### Consignes
1 > D'après le texte sur la discrimination dans l'accès au logement, combien le locataire doit-il gagner au minimum selon la règle des « tiers » ?
2 > Recopiez sans rien changer le passage du texte sur la discrimination dans l'accès au logement qui s'ouvre sur les mots contenant « Le poids du » et se clôt sur « l’origine des candidats. ».

### Texte
******************************
Unia dénonce, par ailleurs, la fameuse règle des “tiers”, imposant que le locataire gagne au moins trois fois le montant du loyer. Derrière cette règle se cache une conception dépassée de la solvabilité des locataires, souligne la juriste. « Ce chiffre ne réponds plus du tout à la réalité. Les propriétaires pensent que ne pas respecter cette règle va mener à des impayés. Mais, en réalité, la plupart des locataires font du paiement du loyer une priorité, quitte à renoncer à d’autres dépenses. » Dans un contexte de crise du logement, où les prix des loyers se sont envolés depuis la crise du Covid, cette exigence « inadaptée aux réalités actuelles » est devenue un facteur d’exclusion. « Il faut changer cette mentalité. » 

Le poids du nom et de l’accent 

Outre le statut social, les critères raciaux influencent toujours l’accès au logement. Pour certains candidats, un simple nom ou un accent peuvent suffire à se voir rejeté leurs candidatures. À Bruxelles comme en Wallonie, il est désormais interdit de demander le lieu de naissance avant la visite d’un logement, afin d’éviter les cas de discrimination sur base de l’origine des candidats. 

Unia a mis en place des “testings” pour déceler ces comportements discriminatoires. Le principe est simple : deux candidats identiques, l’un avec un nom belge, l’autre d’origine étrangère, postulent pour le même logement. « Si le premier reçoit une proposition de visite et que l’autre se voit refuser, il y a présomption de discrimination. » Cette méthodologie, validée par la Cour d’appel de Bruxelles, représente une avancée cruciale dans la reconnaissance juridique de ce type de discrimination et permet de faire pression sur les agences et propriétaires coupables de discrimination raciale. Les personnes handicapées subissent aussi des discriminations. Outre les refus de candidature, les aménagements nécessaires à leur logement, garantis par la loi, sont souvent ignorés, indique Anaïs Lefrère.
******************************
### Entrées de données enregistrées

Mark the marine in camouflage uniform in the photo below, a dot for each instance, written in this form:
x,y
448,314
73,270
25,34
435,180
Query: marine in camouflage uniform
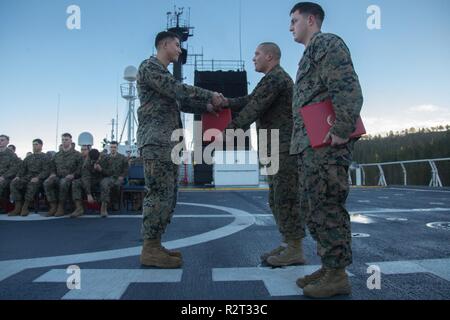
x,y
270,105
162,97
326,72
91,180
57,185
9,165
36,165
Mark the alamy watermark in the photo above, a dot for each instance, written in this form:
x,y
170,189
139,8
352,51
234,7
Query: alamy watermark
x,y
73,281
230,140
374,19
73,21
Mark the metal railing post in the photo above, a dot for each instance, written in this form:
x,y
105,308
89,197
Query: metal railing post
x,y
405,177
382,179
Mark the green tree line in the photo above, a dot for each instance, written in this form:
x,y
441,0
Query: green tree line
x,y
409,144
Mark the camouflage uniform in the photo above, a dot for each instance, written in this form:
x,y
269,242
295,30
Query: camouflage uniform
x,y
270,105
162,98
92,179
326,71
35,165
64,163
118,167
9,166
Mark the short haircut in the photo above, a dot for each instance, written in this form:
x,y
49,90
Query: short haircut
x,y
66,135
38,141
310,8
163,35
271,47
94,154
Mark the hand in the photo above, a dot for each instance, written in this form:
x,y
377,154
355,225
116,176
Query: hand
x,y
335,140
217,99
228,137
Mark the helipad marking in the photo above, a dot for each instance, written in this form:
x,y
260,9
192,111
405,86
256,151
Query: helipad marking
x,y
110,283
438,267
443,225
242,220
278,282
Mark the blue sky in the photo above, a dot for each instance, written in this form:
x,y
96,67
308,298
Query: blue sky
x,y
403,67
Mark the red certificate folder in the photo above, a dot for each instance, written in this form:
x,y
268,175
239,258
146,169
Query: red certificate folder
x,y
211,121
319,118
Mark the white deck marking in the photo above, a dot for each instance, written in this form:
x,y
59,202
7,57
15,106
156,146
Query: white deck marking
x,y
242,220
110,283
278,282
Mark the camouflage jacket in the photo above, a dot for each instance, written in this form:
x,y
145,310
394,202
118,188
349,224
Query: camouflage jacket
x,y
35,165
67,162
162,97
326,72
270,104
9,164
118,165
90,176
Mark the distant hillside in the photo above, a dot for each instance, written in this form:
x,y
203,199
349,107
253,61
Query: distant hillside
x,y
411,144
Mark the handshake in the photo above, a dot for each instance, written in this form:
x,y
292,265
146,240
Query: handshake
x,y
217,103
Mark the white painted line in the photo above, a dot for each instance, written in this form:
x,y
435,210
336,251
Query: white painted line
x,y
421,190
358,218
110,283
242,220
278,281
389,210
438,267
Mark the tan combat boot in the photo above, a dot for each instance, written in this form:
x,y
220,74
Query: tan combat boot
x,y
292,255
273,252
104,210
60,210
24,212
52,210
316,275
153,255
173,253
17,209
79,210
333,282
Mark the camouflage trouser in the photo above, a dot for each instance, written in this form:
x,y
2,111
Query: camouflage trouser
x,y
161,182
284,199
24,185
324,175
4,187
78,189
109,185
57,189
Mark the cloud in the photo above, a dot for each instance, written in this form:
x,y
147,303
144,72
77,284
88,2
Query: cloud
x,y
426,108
******************************
### Réponses
1 > Au moins trois fois le montant du loyer.

2 >
Le poids du nom et de l’accent 

Outre le statut social, les critères raciaux influencent toujours l’accès au logement. Pour certains candidats, un simple nom ou un accent peuvent suffire à se voir rejeté leurs candidatures. À Bruxelles comme en Wallonie, il est désormais interdit de demander le lieu de naissance avant la visite d’un logement, afin d’éviter les cas de discrimination sur base de l’origine des candidats.